> [Kaynak metin]
- - - -

Önce bilgi. Sonra farkındalık. Sonra his. Sonra yaşantı.
Derin konularda ilk başta bilgiler karmaşık olur. Ancak devam ettikçe açılmaya başlar.
Ve arada patlamalar yaşanmaya başlar. Farkındalıklar oluşmaya başlar.
Veya “vay bee, meğersem burada şu anlatılıyormuş. Ben yanlış yerde aramışım işin aslını” demeye başladığın çok konu olur.
Bu farkındalıklar ileride kelime-söz gibi değil de, direkt his şeklinde olmaya başlar.
Mesela; “vahdet” konusu senin için kelimelerle düşündüğün değil, o kelimeleri dillendirirken onlara eşlik eden hisler şeklinde algılanmaya başlar.
Veya mesela namazda “Allahu ekber” derken sende, zihinsel fikirler değil, direkt hissi şeyler yaşanmaya başlar. Bir azametin karşısında kendi varlığını kaybetmenin hissi gibi mesela.
Nihayetinde ise bu hisler yaşantı haline gelir.
Yaşantı haline gelmeyen bilgi, fani mal mülk gibidir. En fazla kabire kadar eşlik eder bize.
Bu sebeple önemli bir bilgiyi yaşantı haline getirinceye kadar uğraşmalı.
Uğraşmalı ki o öz malımız olsun. Ruhumuza kayıtlanan bir enerji olsun. Ebedi yolculuğumuzda bize eşlik etsin.
Bilgi eylem ile ifade edilen bir şey olduğu zaman, bize fayda sağlar.
Hatırlayalım sıralamayı:
1- Bilgi
2- Farkındalık
3- His
4- Yaşantı (veya eylem)
Soru: İşin felsefesini yaparak bir gün gökten zembille hakikatin düşüvereceğini sananlardan mıyız? Yoksa işin felsefesi, bizi yürümeye motive mi etmekte?
İman, dört esas üzerinde durur: Sabır, yakin, adalet ve cihat.
Sabırda dört çeşit üzeredir;
Şevk, korku, züht ve bekleyiş.
Cennet'e şevk duyan, Şehvetlerden uzak durur;
Cehennemden korkan, Haramlardan sakınır,
Dünyada zahit olan, Musibetleri hafif görür,
Ölümü bekleyen,
Hayırlı işlere koşar.

- - - -

> [Kayıtlı bilgiler]
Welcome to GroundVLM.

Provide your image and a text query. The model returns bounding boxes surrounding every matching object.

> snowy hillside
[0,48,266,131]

- - - -

Kaynak metinde "Bu farkındalıklar ileride" sözlerinin geçtiği yerden başlayıp "eşlik eder bize." sözleriyle biten kısmı kelimesi kelimesine aktarın. Cevap verirken yalnızca kaynak metne dayanın.

> [Yazılı cevap]
Bu farkındalıklar ileride kelime-söz gibi değil de, direkt his şeklinde olmaya başlar.
Mesela; “vahdet” konusu senin için kelimelerle düşündüğün değil, o kelimeleri dillendirirken onlara eşlik eden hisler şeklinde algılanmaya başlar.
Veya mesela namazda “Allahu ekber” derken sende, zihinsel fikirler değil, direkt hissi şeyler yaşanmaya başlar. Bir azametin karşısında kendi varlığını kaybetmenin hissi gibi mesela.
Nihayetinde ise bu hisler yaşantı haline gelir.
Yaşantı haline gelmeyen bilgi, fani mal mülk gibidir. En fazla kabire kadar eşlik eder bize.